Write out every line of the data below without changes, but leave the picture out.

--------

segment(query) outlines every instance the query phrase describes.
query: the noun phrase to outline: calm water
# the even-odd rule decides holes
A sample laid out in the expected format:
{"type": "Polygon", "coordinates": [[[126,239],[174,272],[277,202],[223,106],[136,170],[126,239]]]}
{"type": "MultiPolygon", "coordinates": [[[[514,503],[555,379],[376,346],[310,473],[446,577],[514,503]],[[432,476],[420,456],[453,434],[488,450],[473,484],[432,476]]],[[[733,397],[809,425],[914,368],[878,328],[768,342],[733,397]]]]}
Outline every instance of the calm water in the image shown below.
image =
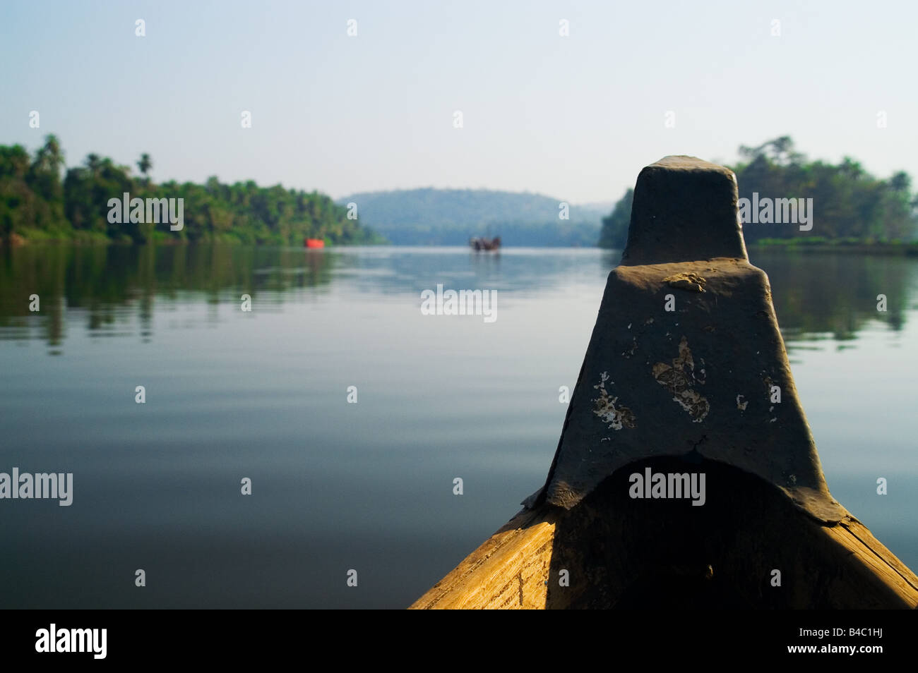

--------

**Task result**
segment(query) outlines every instance the query phrase describes.
query: the noun phrase to outline: calm water
# the even-odd rule decides holes
A sample laid out in the expected format:
{"type": "Polygon", "coordinates": [[[126,239],[174,272],[277,202],[223,106],[136,170],[126,239]]]}
{"type": "MultiPolygon", "coordinates": [[[[514,503],[555,379],[376,346],[310,473],[446,577],[514,503]],[[432,476],[420,456],[453,434],[488,450],[473,484],[432,476]]],[[[733,397],[809,425],[914,368],[878,328],[768,342],[733,397]]]]}
Outline every instance of the calm water in the image shown below.
image =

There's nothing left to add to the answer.